Deep learning, well done.
GPU-accelerated neural network framework using Vulkan compute shaders. PyTorch-like API that runs on any GPU — AMD, NVIDIA, Intel — no CUDA dependency. 190 GLSL compute shaders compiled to SPIR-V, dispatched through a native C++ layer.
Alpha software. APIs may change between minor versions.
pip install grillyFor GPU acceleration (requires Vulkan SDK and C++ toolchain):
git clone https://github.com/grillcheese-ai/grilly.git
cd grilly
pip install -e ".[dev]"
cmake -B build -DPYBIND11_FINDPYTHON=ON
cmake --build build --config Release
cp build/Release/grilly_core.*.pyd . # Windows
# cp build/grilly_core.*.so . # LinuxPre-built C++ extension (Windows x64 only):
Download grilly_core.cp312-win_amd64.pyd from the latest release and place it in your grilly install directory:
# Find where grilly is installed
python -c "import grilly; print(grilly.__file__)"
# Copy the .pyd to that directory
cp grilly_core.cp312-win_amd64.pyd /path/to/grilly/Without the C++ extension, grilly works fully via pure Python + numpy fallbacks — just without GPU acceleration.
See INSTALL.md for full setup, Ubuntu instructions, and troubleshooting.
| Minimum | Recommended | |
|---|---|---|
| Python | 3.12+ | 3.12 |
| GPU VRAM | 8 GB | 12 GB+ |
| System RAM | 32 GB | 64 GB |
| Vulkan | 1.1+ | Latest drivers |
Supported GPUs: AMD (RX 5000+), NVIDIA (GTX 1060+), Intel (Arc A-series).
import numpy as np
from grilly import nn
from grilly.optim import AdamW
model = nn.Sequential(
nn.Linear(784, 256),
nn.ReLU(),
nn.Linear(256, 10),
)
optimizer = AdamW(model.parameters(), lr=1e-3)
loss_fn = nn.CrossEntropyLoss()
x = np.random.randn(32, 784).astype(np.float32)

EXERCISE SET:
1. According to the grilly overview, how many GLSL compute shaders does the framework include?
2. Print the part of the grilly overview that opens with the words containing "import numpy as" and closes with "optimizer = AdamW(model.parameters(), lr=1e-3)".
The lines have no connection to the grilly overview.

EXTRACTED MATERIAL:
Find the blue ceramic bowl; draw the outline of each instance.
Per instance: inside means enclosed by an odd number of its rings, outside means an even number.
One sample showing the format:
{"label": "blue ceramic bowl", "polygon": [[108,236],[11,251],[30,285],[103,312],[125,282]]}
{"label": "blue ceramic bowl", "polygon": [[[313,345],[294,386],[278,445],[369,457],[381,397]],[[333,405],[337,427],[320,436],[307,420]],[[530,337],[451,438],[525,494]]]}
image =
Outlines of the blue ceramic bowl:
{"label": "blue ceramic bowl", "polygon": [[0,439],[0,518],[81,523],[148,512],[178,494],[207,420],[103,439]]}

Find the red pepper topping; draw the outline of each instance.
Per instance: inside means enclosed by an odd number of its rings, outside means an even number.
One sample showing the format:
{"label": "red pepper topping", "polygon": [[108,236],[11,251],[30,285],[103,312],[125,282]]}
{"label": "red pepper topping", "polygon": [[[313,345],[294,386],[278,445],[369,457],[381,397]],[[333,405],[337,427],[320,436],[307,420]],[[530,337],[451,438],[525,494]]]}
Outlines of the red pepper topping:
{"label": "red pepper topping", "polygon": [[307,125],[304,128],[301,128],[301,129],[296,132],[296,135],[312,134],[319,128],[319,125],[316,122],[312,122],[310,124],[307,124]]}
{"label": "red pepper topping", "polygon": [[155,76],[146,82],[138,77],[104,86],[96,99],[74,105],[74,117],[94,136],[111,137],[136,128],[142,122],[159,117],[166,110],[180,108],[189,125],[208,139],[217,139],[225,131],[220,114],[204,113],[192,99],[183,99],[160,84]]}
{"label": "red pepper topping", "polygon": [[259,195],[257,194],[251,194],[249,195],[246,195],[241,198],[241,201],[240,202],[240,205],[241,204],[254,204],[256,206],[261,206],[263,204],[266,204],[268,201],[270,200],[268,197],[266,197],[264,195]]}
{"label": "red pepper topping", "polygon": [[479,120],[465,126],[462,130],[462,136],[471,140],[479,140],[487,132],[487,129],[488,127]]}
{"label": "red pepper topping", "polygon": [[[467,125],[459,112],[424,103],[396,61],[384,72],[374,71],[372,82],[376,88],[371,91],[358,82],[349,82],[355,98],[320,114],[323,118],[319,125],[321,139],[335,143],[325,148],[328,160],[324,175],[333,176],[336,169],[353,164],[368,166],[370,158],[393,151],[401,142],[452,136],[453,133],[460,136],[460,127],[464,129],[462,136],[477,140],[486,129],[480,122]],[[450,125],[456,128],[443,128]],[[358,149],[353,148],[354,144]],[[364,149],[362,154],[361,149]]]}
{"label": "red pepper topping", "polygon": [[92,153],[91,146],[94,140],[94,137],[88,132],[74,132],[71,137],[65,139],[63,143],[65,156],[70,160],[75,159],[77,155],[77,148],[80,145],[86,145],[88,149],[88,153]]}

EXERCISE RESPONSES:
1. 190

2.
import numpy as np
from grilly import nn
from grilly.optim import AdamW
model = nn.Sequential(
nn.Linear(784, 256),
nn.ReLU(),
nn.Linear(256, 10),
)
optimizer = AdamW(model.parameters(), lr=1e-3)